◆ Dataset records ◆

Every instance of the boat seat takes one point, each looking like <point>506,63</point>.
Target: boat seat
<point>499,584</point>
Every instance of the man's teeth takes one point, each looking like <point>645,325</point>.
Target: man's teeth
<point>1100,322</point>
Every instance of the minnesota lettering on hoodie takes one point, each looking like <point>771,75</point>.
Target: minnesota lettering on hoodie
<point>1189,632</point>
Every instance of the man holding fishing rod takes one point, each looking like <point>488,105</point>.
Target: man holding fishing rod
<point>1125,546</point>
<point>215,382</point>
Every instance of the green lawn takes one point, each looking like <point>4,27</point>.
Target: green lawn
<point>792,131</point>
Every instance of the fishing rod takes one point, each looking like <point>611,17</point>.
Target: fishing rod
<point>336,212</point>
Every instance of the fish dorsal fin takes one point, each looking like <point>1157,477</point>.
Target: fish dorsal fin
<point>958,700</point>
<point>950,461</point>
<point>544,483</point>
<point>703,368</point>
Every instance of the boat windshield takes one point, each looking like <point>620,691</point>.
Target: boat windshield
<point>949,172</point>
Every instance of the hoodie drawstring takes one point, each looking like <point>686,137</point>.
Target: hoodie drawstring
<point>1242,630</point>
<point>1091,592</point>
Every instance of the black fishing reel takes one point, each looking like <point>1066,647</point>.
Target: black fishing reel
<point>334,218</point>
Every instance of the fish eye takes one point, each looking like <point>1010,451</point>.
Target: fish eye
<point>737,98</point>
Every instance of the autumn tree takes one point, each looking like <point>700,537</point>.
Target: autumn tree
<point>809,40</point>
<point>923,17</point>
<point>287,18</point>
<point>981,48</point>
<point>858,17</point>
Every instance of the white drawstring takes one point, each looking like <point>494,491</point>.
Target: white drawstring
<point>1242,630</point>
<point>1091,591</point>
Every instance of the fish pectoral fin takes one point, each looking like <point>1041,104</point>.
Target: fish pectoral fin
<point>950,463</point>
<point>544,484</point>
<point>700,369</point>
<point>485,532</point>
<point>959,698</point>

◆ Aim of the exercise ◆
Each entry is to be given again, exactly as it stands.

◆ Response ◆
Every instance of the boat seat takes one point, each looking like <point>506,63</point>.
Target: boat seat
<point>499,584</point>
Every instance of the man's teeth takes one point, each looking like <point>645,325</point>.
Target: man's teeth
<point>1100,322</point>
Every instance of the minnesota lettering on hoodie takes one point, each looking like <point>771,75</point>.
Target: minnesota lettering on hoodie
<point>1189,632</point>
Every instance of the man holding fishing rod takes one point, each looking like <point>488,105</point>.
Target: man holding fishing rod
<point>1125,546</point>
<point>215,382</point>
Every instance of the green lawn takes one point, each looking like <point>4,27</point>.
Target: green lawn
<point>792,131</point>
Every instance of the fishing rod takes one point, each looking like <point>611,17</point>.
Target: fishing rod
<point>336,212</point>
Every instance of the fish dorsal fin takes one point, each looking like <point>1157,477</point>.
Target: fish dorsal fin
<point>958,700</point>
<point>950,461</point>
<point>544,483</point>
<point>703,368</point>
Every instance of the boat windshield takes one point, each looking like <point>620,691</point>.
Target: boat windshield
<point>949,172</point>
Every instance of the hoodie drawstring takes one point, each looking like <point>686,137</point>.
Target: hoodie drawstring
<point>1242,630</point>
<point>1091,592</point>
Every instance of the black fishing reel takes one point, each looking like <point>1066,647</point>.
Target: black fishing reel
<point>334,218</point>
Every instance of the fish eye takes one point, each looking like <point>1010,451</point>.
Target: fish eye
<point>737,98</point>
Every instance of the autumn tree takes one point, each looking like <point>700,537</point>.
Target: autumn tree
<point>809,40</point>
<point>923,17</point>
<point>287,18</point>
<point>981,48</point>
<point>858,17</point>
Every instance of the white drawstring takes one point, each looking like <point>494,491</point>.
Target: white drawstring
<point>1242,630</point>
<point>1091,591</point>
Every instance of the fish pectoral fin takes one point, each looking like <point>1041,104</point>.
Target: fish pectoral fin
<point>950,463</point>
<point>544,484</point>
<point>700,369</point>
<point>485,532</point>
<point>959,698</point>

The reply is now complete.